[begin Supplied passage]
# Caad9 SRAM Force Build



## EDUC8-or (Jan 2, 2009)

This bike started as a Caad9 5 a couple months back, I was going to upgrade the seatpost, saddle, stem, and bars first but found a deal on a SRAM Force group and set of '09 Ksyrium Elites I just couldn't pass up. I love the wheels and I actually like the saddle. The stock seatpost and stem will probably be the next to go, but I have diapers to buy and a wife with a shopping habit to support in the meantime.


----------



## 2cans (Aug 25, 2008)

man it looks great, its the exact build i wont to, but in a 54 cm . give me your hook up name lol . enjoy your ridin tom, oh one more thing white ritchey stem and white bar tape


----------



## Dutch77 (Jan 3, 2009)

EDUC8-or said:


> This bike started as a Caad9 5 a couple months back, I was going to upgrade the seatpost, saddle, stem, and bars first but found a deal on a SRAM Force group and set of '09 Ksyrium Elites I just couldn't pass up. I love the wheels and I actually like the saddle. The stock seatpost and stem will probably be the next to go, but I have diapers to buy and a wife with a shopping habit to support in the meantime.


Looks awesome! I've tried the Elite's on a Caad9, definitely great wheels.

I know you put in quite a bit of miles, I'm surprised you kept the saddle (although it does look pretty cool). I took that saddle right off and replaced it with an Aliante, let me know if you want mine as a back up.

Not sure about the red tape though, maybe red tape on a white bar?  I'm using white Deda cork.

I'll probably upgrade the seatpost to a Thomson, bar+stem, (something white for the bling). Sram group next year - still loving the Force group after putting more miles on it?


----------



## EDUC8-or (Jan 2, 2009)

The red tape was just laying around my LBS so I threw it on, is it hard to keep your white tape clean? As far as the saddle is concerned, I've had no problems with it yet and I've been averaging about 150 miles a week. I love the SRAM group, I like the double tap and the feel of the levers in my hands. The paddles will also extend back into my hands when I'm riding in the drops for easier shifting. I'll definitely be putting on a white stem and post when the bank account permits.

My only complaint is the white is difficult to keep clean, especially with all the rain we've been having here lately.


----------



## ralph1 (May 20, 2006)

Looks like a fine machine, now get out and ride it like you stole it.:thumbsup: 

cheers

Ralph


----------



## Dutch77 (Jan 3, 2009)

EDUC8-or said:


> The red tape was just laying around my LBS so I threw it on, is it hard to keep your white tape clean?


The original tape that came on the bars got dirty really fast. Now I have Deda cork and it's been holding up way better (I do wear gloves). 



> My only complaint is the white is difficult to keep clean, especially with all the rain we've been having here lately.
[end Supplied passage]
[begin Input]
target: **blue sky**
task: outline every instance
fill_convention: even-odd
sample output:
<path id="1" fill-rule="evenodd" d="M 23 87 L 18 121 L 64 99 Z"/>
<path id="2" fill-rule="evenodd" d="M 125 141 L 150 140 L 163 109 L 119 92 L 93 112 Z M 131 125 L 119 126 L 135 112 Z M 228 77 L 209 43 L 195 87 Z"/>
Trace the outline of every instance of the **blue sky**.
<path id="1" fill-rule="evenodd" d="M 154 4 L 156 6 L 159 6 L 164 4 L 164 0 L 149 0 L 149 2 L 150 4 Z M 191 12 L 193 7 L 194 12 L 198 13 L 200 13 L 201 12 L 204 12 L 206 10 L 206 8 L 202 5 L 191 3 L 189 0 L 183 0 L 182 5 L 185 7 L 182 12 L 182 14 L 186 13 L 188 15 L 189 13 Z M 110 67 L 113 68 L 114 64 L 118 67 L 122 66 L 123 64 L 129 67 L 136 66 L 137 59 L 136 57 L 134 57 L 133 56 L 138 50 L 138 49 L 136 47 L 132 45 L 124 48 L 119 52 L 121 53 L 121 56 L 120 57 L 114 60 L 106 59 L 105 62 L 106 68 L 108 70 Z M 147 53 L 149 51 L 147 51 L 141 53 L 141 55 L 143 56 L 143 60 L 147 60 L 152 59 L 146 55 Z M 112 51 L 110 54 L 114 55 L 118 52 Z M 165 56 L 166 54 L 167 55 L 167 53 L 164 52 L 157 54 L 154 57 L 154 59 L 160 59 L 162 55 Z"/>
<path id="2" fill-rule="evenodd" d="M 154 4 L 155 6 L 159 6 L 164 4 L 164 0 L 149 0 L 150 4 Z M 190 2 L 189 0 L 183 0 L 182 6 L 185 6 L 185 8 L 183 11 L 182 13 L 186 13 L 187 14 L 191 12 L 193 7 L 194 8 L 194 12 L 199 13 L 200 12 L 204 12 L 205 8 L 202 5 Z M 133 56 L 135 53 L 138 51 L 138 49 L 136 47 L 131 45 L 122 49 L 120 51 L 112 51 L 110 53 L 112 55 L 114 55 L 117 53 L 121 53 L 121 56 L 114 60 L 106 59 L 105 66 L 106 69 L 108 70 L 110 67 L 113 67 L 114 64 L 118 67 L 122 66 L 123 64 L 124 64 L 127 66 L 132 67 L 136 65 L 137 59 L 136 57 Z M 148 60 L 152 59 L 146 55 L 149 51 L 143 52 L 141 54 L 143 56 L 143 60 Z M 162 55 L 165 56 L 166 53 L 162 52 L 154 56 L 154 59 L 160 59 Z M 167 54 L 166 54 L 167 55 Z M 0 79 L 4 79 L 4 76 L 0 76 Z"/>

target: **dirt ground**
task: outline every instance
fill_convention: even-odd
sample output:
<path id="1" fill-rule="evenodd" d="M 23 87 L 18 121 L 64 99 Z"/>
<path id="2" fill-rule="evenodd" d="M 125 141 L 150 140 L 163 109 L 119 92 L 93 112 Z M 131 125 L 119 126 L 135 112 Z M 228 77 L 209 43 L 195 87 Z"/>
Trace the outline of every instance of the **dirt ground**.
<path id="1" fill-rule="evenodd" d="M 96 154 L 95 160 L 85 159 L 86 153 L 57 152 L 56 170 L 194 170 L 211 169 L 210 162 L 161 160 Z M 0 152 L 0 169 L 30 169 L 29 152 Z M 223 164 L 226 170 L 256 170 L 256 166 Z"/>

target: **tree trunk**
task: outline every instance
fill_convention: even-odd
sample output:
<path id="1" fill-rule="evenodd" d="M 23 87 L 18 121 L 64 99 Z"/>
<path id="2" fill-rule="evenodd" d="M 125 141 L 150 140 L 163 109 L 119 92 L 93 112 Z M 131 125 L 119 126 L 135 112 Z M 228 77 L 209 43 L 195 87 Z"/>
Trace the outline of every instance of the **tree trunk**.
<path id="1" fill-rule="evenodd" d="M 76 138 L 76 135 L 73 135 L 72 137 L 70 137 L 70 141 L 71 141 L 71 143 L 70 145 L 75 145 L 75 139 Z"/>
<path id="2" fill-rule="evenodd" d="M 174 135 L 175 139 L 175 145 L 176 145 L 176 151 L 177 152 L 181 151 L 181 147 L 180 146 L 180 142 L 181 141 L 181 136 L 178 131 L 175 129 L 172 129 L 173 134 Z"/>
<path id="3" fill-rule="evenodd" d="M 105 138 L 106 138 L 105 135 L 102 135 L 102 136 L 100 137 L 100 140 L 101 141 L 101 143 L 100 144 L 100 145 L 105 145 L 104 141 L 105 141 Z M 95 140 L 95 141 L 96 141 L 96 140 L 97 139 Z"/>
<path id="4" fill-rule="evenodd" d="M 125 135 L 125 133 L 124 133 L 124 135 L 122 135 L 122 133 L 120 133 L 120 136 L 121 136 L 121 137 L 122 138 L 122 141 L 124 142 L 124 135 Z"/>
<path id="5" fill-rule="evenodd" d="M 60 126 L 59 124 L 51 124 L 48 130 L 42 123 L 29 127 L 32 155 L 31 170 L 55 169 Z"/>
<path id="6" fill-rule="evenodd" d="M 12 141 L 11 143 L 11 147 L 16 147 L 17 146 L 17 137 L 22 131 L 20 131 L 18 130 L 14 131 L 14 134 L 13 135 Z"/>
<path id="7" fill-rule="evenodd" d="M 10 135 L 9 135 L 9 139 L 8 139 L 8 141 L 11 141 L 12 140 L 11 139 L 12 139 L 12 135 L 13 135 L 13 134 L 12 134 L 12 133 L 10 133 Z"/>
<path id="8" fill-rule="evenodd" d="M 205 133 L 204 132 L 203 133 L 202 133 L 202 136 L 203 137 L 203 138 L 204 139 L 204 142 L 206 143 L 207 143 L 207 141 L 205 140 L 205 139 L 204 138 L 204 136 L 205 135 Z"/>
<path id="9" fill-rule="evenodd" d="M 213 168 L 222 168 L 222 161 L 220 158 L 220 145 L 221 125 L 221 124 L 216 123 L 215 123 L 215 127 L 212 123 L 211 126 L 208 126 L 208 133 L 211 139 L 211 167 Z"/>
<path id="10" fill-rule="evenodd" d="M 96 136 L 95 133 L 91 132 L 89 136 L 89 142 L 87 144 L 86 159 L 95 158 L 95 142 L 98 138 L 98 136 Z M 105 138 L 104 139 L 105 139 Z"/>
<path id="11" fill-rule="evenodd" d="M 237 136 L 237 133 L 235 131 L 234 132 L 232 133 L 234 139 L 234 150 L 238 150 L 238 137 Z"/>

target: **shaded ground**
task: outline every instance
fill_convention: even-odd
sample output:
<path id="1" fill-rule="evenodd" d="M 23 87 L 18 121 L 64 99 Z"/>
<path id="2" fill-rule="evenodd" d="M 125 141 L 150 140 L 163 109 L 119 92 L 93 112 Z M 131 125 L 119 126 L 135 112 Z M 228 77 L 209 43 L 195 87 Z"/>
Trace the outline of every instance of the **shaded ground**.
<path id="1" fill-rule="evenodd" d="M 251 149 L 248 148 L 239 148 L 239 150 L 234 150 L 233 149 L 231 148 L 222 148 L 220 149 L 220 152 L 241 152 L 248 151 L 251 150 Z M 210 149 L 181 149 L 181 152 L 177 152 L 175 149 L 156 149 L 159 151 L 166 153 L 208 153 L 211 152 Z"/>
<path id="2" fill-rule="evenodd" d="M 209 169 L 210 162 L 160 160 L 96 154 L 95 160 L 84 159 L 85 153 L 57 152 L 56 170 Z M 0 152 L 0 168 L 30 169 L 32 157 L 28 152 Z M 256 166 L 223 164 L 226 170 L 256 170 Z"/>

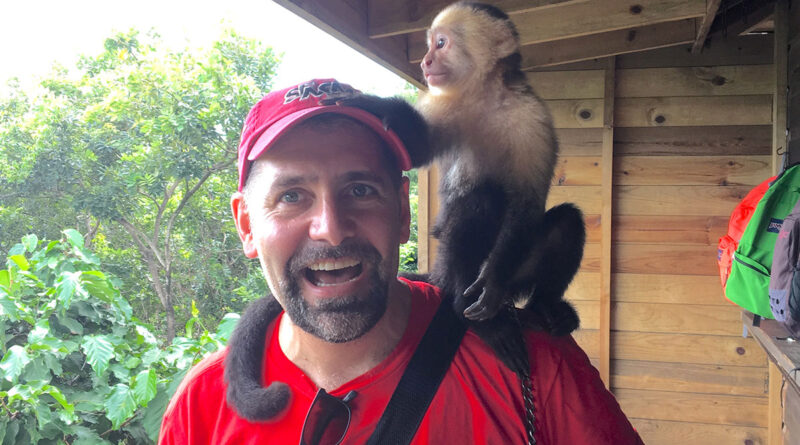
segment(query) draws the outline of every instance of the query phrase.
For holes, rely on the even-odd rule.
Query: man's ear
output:
[[[411,237],[411,205],[408,202],[409,179],[401,178],[400,183],[400,244],[405,244]]]
[[[253,241],[253,228],[250,225],[250,212],[247,210],[247,204],[245,204],[244,195],[241,192],[231,195],[231,210],[233,211],[233,222],[236,224],[236,232],[239,233],[239,239],[242,241],[244,255],[247,258],[257,257],[258,251]]]

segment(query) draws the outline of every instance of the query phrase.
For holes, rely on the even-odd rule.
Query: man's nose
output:
[[[338,246],[346,238],[353,236],[354,222],[351,215],[343,211],[334,200],[323,199],[313,216],[309,237],[315,241],[326,241]]]

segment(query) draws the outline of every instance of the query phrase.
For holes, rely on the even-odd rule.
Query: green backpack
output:
[[[772,253],[783,219],[800,199],[800,165],[787,169],[758,202],[731,261],[725,296],[760,315],[773,318],[769,306]]]

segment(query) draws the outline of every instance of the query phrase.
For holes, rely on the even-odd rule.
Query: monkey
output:
[[[545,211],[558,142],[522,72],[508,15],[454,3],[434,18],[427,43],[420,65],[428,92],[416,107],[364,94],[335,102],[380,117],[414,167],[437,162],[439,248],[428,278],[507,365],[523,369],[512,303],[524,308],[526,322],[554,335],[579,325],[563,295],[583,256],[583,216],[568,203]]]
[[[455,3],[434,19],[428,47],[421,67],[429,91],[416,108],[400,98],[353,93],[324,102],[381,118],[413,167],[438,163],[437,260],[429,275],[414,278],[438,286],[506,366],[525,376],[523,326],[565,335],[579,325],[563,295],[583,256],[583,216],[571,204],[545,211],[558,143],[546,106],[521,70],[508,15]],[[280,312],[271,296],[254,302],[229,342],[228,402],[250,420],[272,418],[288,402],[285,384],[261,386],[263,339]]]

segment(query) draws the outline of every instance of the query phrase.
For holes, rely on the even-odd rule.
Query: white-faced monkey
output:
[[[514,301],[556,335],[578,327],[562,297],[585,241],[577,208],[545,212],[558,144],[520,64],[508,15],[459,2],[428,31],[421,66],[429,91],[416,110],[366,95],[339,101],[381,116],[415,166],[437,161],[442,205],[433,233],[440,243],[430,280],[512,369],[527,365],[514,358],[524,348],[512,328]]]

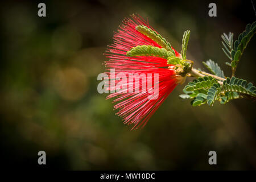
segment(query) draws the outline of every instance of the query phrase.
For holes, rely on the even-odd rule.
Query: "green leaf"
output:
[[[199,77],[188,82],[183,92],[186,98],[192,100],[191,104],[193,106],[205,103],[212,106],[216,101],[225,104],[245,94],[256,97],[256,87],[251,82],[234,77],[226,78],[222,85],[212,77]]]
[[[187,59],[187,47],[188,46],[188,40],[189,39],[190,31],[187,30],[184,32],[182,39],[181,55],[184,60]]]
[[[231,67],[231,64],[229,63],[229,62],[226,62],[225,63],[227,65]]]
[[[246,25],[246,30],[238,36],[238,39],[234,43],[234,52],[232,53],[233,60],[237,61],[236,62],[236,67],[238,62],[242,56],[242,53],[255,33],[256,22],[253,22],[251,24]],[[240,52],[239,52],[239,51]]]
[[[171,56],[167,59],[168,64],[180,64],[180,61],[181,59],[179,57],[176,56]]]
[[[223,52],[227,56],[227,57],[232,61],[232,51],[233,51],[233,34],[229,32],[228,36],[226,34],[224,33],[221,35],[221,38],[224,40],[221,42],[223,46],[222,48]]]
[[[188,83],[184,88],[187,91],[195,91],[202,89],[209,89],[214,84],[217,83],[218,81],[210,76],[199,77]]]
[[[146,35],[148,38],[156,42],[160,46],[165,48],[168,51],[171,51],[174,55],[175,55],[174,50],[172,49],[171,44],[166,41],[166,39],[163,38],[161,35],[157,33],[155,31],[148,28],[144,25],[139,25],[135,27],[136,30]]]
[[[218,64],[214,63],[210,59],[206,62],[203,61],[203,64],[212,74],[222,78],[225,78],[224,73],[218,65]]]
[[[188,95],[188,94],[180,94],[179,96],[179,97],[180,97],[180,98],[183,98],[183,99],[190,98],[189,95]]]
[[[167,51],[165,48],[160,48],[158,47],[152,46],[138,46],[133,47],[126,52],[127,56],[151,56],[167,59],[168,57],[174,56],[171,51]]]

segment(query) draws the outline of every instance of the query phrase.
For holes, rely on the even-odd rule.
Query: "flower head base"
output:
[[[106,73],[110,75],[110,69],[115,69],[115,77],[120,77],[120,74],[137,74],[137,77],[128,82],[118,79],[115,84],[110,84],[109,90],[117,90],[118,87],[122,92],[111,92],[107,98],[115,98],[114,108],[119,110],[117,114],[125,123],[134,125],[132,129],[138,129],[147,123],[176,85],[184,82],[193,63],[183,60],[181,55],[138,15],[126,18],[113,39],[106,51],[109,59],[105,63]],[[152,87],[148,89],[148,80],[154,80],[154,86],[158,90],[153,99],[148,99],[153,90]],[[146,85],[147,90],[143,87]],[[136,89],[140,92],[130,92]]]

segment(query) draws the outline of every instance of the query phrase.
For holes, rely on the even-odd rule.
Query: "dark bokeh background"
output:
[[[217,61],[231,71],[221,35],[234,39],[255,20],[250,1],[216,2],[217,17],[208,15],[210,1],[88,1],[46,2],[47,17],[36,2],[2,2],[1,14],[1,166],[64,169],[255,169],[255,103],[192,107],[169,96],[143,129],[130,131],[97,91],[102,53],[113,31],[134,13],[180,51],[191,31],[188,58]],[[254,1],[254,3],[256,3]],[[236,76],[254,84],[254,37]],[[47,153],[47,165],[37,163]],[[208,152],[217,165],[208,164]]]

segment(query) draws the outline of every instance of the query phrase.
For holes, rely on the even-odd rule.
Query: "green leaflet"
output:
[[[161,35],[157,33],[155,31],[143,25],[139,25],[137,26],[135,28],[142,34],[155,41],[162,47],[165,48],[168,51],[171,51],[174,54],[175,54],[170,43],[166,41],[166,39],[163,38]]]
[[[203,61],[203,64],[212,74],[222,78],[225,78],[224,73],[218,65],[218,64],[214,63],[214,61],[210,59],[206,62]]]
[[[193,99],[191,102],[193,106],[205,103],[212,106],[215,101],[225,104],[232,100],[241,98],[243,94],[256,97],[256,88],[252,83],[234,77],[227,78],[222,85],[211,77],[199,77],[188,82],[183,92],[185,94],[180,97]]]
[[[250,23],[247,24],[246,30],[239,35],[238,39],[234,42],[234,49],[231,52],[231,56],[232,60],[236,61],[234,67],[236,67],[246,46],[255,33],[255,30],[256,22],[251,24]]]
[[[222,104],[233,99],[239,98],[239,94],[245,94],[256,97],[256,88],[247,81],[233,77],[227,78],[223,85],[214,84],[207,93],[207,104],[212,105],[215,100]]]
[[[160,48],[152,46],[138,46],[133,47],[130,51],[126,52],[128,56],[152,56],[167,59],[168,57],[174,56],[174,53],[171,51],[167,51],[165,48]]]
[[[188,40],[189,39],[190,31],[187,30],[184,32],[182,39],[181,55],[184,60],[187,59],[187,47],[188,46]]]
[[[175,56],[168,57],[167,64],[181,64],[180,61],[181,59],[179,57],[176,57]]]
[[[220,84],[214,84],[207,92],[207,104],[209,105],[212,105],[214,100],[217,100],[221,92],[221,86]]]
[[[199,77],[197,79],[193,80],[193,81],[189,82],[184,89],[186,91],[188,92],[202,89],[209,89],[214,84],[217,82],[217,80],[211,76],[205,76],[204,77]]]
[[[256,88],[252,83],[247,83],[247,81],[234,77],[227,78],[223,82],[221,89],[224,92],[236,92],[256,97]]]
[[[228,36],[226,34],[224,33],[221,35],[221,38],[223,41],[221,41],[223,46],[222,50],[228,57],[231,60],[233,60],[232,52],[233,51],[233,38],[234,34],[232,32],[229,32]]]

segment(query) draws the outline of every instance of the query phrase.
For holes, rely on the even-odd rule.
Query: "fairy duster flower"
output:
[[[107,98],[114,98],[114,109],[124,123],[133,124],[132,130],[143,127],[184,82],[192,62],[182,60],[181,55],[138,15],[124,19],[113,40],[105,53],[109,59],[105,62],[106,73],[111,80],[106,88],[110,92]]]

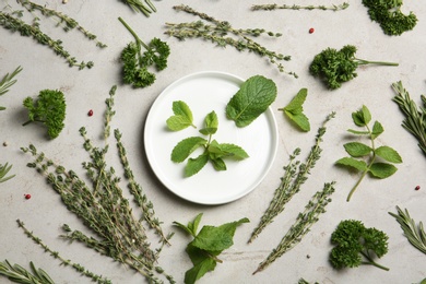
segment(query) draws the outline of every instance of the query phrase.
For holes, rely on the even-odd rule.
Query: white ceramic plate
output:
[[[226,118],[226,104],[242,82],[223,72],[193,73],[166,87],[152,105],[144,129],[146,156],[155,175],[176,196],[200,204],[227,203],[251,192],[268,174],[277,149],[277,127],[271,108],[245,128]],[[166,119],[174,115],[175,100],[188,104],[197,129],[189,127],[176,132],[167,129]],[[225,159],[227,169],[223,171],[215,170],[209,162],[198,174],[184,177],[187,161],[171,162],[171,150],[182,139],[202,137],[198,130],[212,110],[218,118],[213,139],[241,146],[249,157],[238,162]],[[197,157],[201,151],[190,157]]]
[end Input]
*Directions*:
A – In the bike build thread, about how many miles a week does EDUC8-or say they have been averaging?
B – Copy the rows word for word, from the very start of the rows through the line containing "Trace the outline of every instance of the **blue", and include nothing beyond them.

*Results for each task*:
A – About 150 miles a week.

B –
target: **blue sky**
task: outline every instance
fill_convention: even-odd
sample output:
<path id="1" fill-rule="evenodd" d="M 23 87 L 18 121 L 64 99 Z"/>
<path id="2" fill-rule="evenodd" d="M 125 141 L 150 140 L 163 109 L 119 92 L 93 112 Z M 131 125 L 119 126 L 135 112 Z M 228 77 L 209 43 L 195 87 Z"/>
Trace the outline of every instance of the **blue sky**.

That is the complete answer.